Reproduce each line of the listing exactly.

──────────────────────────────

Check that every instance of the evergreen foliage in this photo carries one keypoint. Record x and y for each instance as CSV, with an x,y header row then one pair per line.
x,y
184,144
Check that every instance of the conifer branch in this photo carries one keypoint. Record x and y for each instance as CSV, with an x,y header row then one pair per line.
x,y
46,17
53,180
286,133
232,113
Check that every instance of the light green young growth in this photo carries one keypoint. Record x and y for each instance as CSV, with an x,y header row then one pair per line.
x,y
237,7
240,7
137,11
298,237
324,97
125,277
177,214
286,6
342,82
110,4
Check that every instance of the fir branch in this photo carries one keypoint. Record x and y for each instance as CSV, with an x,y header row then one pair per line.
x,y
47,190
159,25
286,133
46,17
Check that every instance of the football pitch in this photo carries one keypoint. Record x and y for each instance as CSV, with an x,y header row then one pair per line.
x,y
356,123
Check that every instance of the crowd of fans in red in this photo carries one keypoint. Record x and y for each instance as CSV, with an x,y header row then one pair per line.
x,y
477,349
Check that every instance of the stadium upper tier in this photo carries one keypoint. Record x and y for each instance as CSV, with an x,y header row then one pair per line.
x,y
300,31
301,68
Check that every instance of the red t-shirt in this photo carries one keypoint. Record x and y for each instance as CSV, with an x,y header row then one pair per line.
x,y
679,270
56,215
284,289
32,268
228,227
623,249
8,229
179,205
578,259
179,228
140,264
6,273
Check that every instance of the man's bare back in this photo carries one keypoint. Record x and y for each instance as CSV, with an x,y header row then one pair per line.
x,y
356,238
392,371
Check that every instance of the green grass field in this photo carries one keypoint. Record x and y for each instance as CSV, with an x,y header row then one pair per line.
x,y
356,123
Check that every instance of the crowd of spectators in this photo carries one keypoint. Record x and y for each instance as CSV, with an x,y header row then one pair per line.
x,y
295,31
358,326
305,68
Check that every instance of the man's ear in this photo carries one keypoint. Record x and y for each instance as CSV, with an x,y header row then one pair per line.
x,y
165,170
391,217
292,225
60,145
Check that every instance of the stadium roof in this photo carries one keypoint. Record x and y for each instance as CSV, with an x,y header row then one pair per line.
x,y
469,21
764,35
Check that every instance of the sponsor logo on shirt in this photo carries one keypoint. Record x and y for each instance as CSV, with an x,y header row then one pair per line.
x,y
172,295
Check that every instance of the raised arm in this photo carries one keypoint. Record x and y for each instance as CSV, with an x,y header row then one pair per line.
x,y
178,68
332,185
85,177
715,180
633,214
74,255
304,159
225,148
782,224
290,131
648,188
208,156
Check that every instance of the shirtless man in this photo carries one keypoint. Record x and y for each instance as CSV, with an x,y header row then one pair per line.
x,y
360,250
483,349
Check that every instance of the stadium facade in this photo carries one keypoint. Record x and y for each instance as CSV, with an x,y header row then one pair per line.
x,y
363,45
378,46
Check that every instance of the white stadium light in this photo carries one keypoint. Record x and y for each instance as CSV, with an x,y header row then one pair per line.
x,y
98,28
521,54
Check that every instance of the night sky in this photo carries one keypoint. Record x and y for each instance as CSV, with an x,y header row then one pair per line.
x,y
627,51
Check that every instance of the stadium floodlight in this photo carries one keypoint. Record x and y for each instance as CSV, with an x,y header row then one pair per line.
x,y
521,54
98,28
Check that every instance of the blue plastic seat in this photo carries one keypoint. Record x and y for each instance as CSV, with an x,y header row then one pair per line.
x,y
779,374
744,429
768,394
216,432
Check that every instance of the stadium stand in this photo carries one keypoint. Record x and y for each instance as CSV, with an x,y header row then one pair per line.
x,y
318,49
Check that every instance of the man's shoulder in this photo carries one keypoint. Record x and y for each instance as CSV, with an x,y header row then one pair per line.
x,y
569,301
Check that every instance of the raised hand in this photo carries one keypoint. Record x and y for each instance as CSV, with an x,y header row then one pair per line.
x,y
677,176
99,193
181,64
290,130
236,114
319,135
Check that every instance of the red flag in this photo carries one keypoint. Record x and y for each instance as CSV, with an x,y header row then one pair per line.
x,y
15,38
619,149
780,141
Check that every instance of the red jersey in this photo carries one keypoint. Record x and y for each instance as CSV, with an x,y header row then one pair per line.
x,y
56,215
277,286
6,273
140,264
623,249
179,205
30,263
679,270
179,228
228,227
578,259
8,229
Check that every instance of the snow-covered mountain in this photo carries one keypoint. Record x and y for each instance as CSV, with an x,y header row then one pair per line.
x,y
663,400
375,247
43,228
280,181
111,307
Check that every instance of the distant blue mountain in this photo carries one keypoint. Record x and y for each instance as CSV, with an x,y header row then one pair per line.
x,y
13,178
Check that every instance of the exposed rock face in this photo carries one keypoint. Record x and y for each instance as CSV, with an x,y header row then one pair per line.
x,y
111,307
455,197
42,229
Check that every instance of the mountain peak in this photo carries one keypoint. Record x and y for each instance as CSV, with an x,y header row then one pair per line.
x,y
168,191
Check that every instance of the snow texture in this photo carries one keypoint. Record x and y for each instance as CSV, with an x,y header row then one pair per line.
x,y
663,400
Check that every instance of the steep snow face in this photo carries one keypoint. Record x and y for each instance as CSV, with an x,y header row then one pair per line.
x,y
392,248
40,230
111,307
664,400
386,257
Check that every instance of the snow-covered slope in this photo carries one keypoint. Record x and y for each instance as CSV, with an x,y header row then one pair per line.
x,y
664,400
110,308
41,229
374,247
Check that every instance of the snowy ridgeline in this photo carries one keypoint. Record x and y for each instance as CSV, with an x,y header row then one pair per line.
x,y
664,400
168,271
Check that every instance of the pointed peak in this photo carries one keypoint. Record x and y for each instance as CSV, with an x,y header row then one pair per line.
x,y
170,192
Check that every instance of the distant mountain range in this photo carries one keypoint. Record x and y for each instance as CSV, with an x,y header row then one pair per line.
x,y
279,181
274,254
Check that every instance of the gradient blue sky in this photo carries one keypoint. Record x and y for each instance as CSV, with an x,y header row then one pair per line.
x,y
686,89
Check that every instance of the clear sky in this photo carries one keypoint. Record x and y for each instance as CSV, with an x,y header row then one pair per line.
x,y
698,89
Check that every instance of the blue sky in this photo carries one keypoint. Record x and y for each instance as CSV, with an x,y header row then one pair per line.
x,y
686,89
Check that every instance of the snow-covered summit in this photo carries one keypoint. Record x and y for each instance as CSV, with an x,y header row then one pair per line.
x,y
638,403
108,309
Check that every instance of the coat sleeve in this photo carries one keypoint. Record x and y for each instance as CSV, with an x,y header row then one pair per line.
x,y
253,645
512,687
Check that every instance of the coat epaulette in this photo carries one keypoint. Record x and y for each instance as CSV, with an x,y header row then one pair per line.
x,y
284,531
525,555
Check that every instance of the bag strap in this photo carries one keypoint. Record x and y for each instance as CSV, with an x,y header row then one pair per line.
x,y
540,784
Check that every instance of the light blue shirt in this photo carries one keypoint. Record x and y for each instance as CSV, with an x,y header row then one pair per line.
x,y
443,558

──────────────────────────────

_WRITTEN ANSWER_.
Check that every instance of the evergreen foliage in this photo carries one keypoint. Record x and y for each instance as CSV, with an x,y header row then one pair per line.
x,y
184,144
Check that every instance of the conifer branch in this photo carries one keypoint. Record x and y for each instance as CSV, with an x,y header row then one pair per line.
x,y
46,17
53,180
286,133
232,113
Check that every instance of the light green young growth in this photo carries one keypoint. Record x and y for each instance as CSV, with an x,y header row then one pair per line.
x,y
237,7
240,7
137,11
298,237
324,97
125,277
177,214
286,6
342,82
110,4
Check that every instance of the fir branch in this photo carries one keypoint. Record x and y for each instance as CSV, with an x,y header row then one pair per line.
x,y
47,190
159,25
286,133
46,17
Check that every instance of the football pitch in this photo carries one keypoint. Record x and y for each instance as CSV, with an x,y header row then one pair per line.
x,y
356,123
Check that every instance of the crowd of fans in red in this photo carries one keypoint. Record x and y for each instance as CSV, with an x,y header row then one pair per line.
x,y
477,349
Check that every instance of the stadium upper tier in this photo carries one keypoint. Record x and y for each instance as CSV, with an x,y header row then one pair per line.
x,y
300,31
301,68
Check that every instance of the red t-shirt in this photo carries one keypoint. Record x and y for each instance as CSV, with an x,y header row then one pair per line.
x,y
679,270
56,215
284,289
32,268
228,227
623,249
8,229
179,205
578,259
179,228
140,264
6,273
Check that every instance of the man's bare back in this photo carries one keypoint. Record x and y for each instance as CSV, with an x,y header row then one pair per line.
x,y
356,238
392,371
Check that every instance of the green grass field in this photo carries one keypoint. Record x and y for each instance as CSV, with an x,y header row then one pair per line.
x,y
356,123
Check that every instance of the crowd of spectators in this photo carries one keypoint. Record x and y for each instance as CSV, with an x,y header row then one pair per line.
x,y
295,31
358,326
305,68
Check that every instance of the man's ear in this photo carries one keypoint. Record x and y for each instance as CSV, with an x,y header row then one pair per line.
x,y
165,170
391,217
292,225
60,145
Check that every instance of the stadium roof in this photo carries one keypoint. Record x and y for each instance as CSV, with an x,y header row then one pair per line.
x,y
469,21
764,35
Check that every instance of the sponsor logo on shirt in this photo carries one keypoint. Record x and y for each instance as CSV, with an x,y header row then one pair per line.
x,y
172,295
Check that every instance of the raised arm in this photo carries one keypoint. Record x and y for each instance as CSV, with an x,y header row then one pair per line.
x,y
178,68
332,185
85,177
715,180
633,214
74,255
304,159
225,148
782,224
290,131
648,188
208,156
Check that every instance of the shirtless man in this photo carries one keypoint. Record x and y for each instance as CSV, with an x,y header row then one pair per line.
x,y
360,250
483,349
Check that every instance of the stadium facade in this photo carries one keypoint. Record x and y for each instance as CSV, with an x,y header row then one pair per line.
x,y
363,45
378,46
Check that every instance of the white stadium light in this photo carries one keypoint. Record x and y for each instance as CSV, with an x,y header row then one pair per line.
x,y
98,28
521,54
Check that every instance of the night sky in this photo carries one keypoint. Record x and y for each instance as CSV, with an x,y header row then one pair per line.
x,y
627,51
Check that every instance of the stadium floodlight in this photo carries one keypoint. Record x and y for each instance as CSV, with an x,y header row then one pair per line.
x,y
521,54
98,28
Check that every instance of the blue plastic seat in this photo carries one keypoint. Record x and y for each instance as CSV, with an x,y header row then one pair per line.
x,y
779,374
744,429
768,394
216,432
Check that every instance of the stadium stand in this photo carries one keypoint. Record x and y for each instance as CSV, with an x,y header row then one pair per line.
x,y
318,49
Check that every instance of the man's shoulder in this photo carries one keypoint. Record x and y for each instance as CSV, with an x,y header row then one pair per line.
x,y
569,301
Check that every instance of the raised hand in this photo carries one keypoint. Record x and y for each instance as CSV, with an x,y header row then one pair per line.
x,y
677,176
99,193
181,64
290,130
236,114
319,135
Check that every instance of the red flag in this photo carries one keypoint. Record x and y for each instance as CSV, with an x,y header row then one pair per line.
x,y
15,38
619,149
780,141
Check that every instance of the red jersey in this photo carries one keypoint. Record x and y for each instance as CSV, with an x,y header row then one pair per line.
x,y
56,215
277,286
6,273
140,264
623,249
179,205
30,263
679,270
179,228
228,227
578,259
8,229
Check that every instance of the snow-covered mountain in this photo carries one keypoint. Record x and y for each instance as CSV, with an x,y header row then one pair per line.
x,y
663,400
375,247
43,228
280,181
111,307
Check that every instance of the distant blue mountain in this photo carries one keypoint. Record x and y for each instance as CSV, with an x,y header row then one pair per line.
x,y
13,178
Check that every instance of the exposed rock face in this photo carries one keypoint. Record x and y for each instance as CSV, with an x,y header row then one pair per line.
x,y
111,307
455,197
42,229
Check that every instance of the mountain peak in this photo carries one keypoint. Record x and y for each instance as CSV, with an x,y header row then one pair per line.
x,y
168,191
Check that every instance of the snow texture in this photo carries one keypoint. Record x and y for each instance as CSV, with an x,y header row then one pair per line.
x,y
663,400
Check that every instance of the steep snow face in this photo carries one keypoint. Record x and y for each instance as CSV, with an x,y header row then one pair per line.
x,y
392,248
40,230
111,307
664,400
386,257
Check that every instance of the snow-covered slope in this photo carries one keypoint. Record x and y for each instance as CSV, with an x,y header row then one pair per line.
x,y
664,400
110,308
41,229
374,247
Check that every instance of the snowy ridgeline in this photo carries one keypoint. Record x and y for each instance as CSV, with an x,y header row then one pair per line.
x,y
664,400
168,271
Check that every instance of the pointed peak in this photo carries one keypoint. Record x and y for each instance as CSV, with an x,y header row then one pair per line.
x,y
170,192
Check that every instance of the distant mountain range in this photo carries one keypoint. Record x and y for each instance as CSV, with an x,y header row then one pair per line.
x,y
279,181
274,254
Check that every instance of the gradient blue sky in this photo carries one keypoint. Record x and y for each instance as CSV, with an x,y header row then one pair per line.
x,y
686,89
Check that every instance of the clear sky in this photo carries one keypoint. Record x and y for each instance as CSV, with an x,y header row then one pair per line.
x,y
698,89
Check that every instance of the blue sky in this photo carries one keypoint. Record x and y for each instance as CSV, with an x,y header row then one pair per line.
x,y
686,89
Check that every instance of the snow-covered summit in this photo carries one keypoint. Record x and y for each instance as CSV, with an x,y header row then one pair per line.
x,y
638,403
108,309
Check that every instance of the coat sleeve in this photo carries one keypoint. Record x and y for each instance as CSV, with an x,y header row then one pair per line.
x,y
253,645
512,687
Check that every instance of the coat epaulette in this photo carries one keypoint. Record x and y for each instance as CSV, with an x,y header row then one pair per line.
x,y
284,531
525,555
Check that every instance of the bag strap in this photo carries one keypoint. Record x and y for each instance as CSV, with an x,y header row then one pair per line.
x,y
540,784
Check that every instance of the light blue shirt in this photo carries one keypoint. Record x and y for each instance as CSV, with an x,y header row then one pair per line.
x,y
443,558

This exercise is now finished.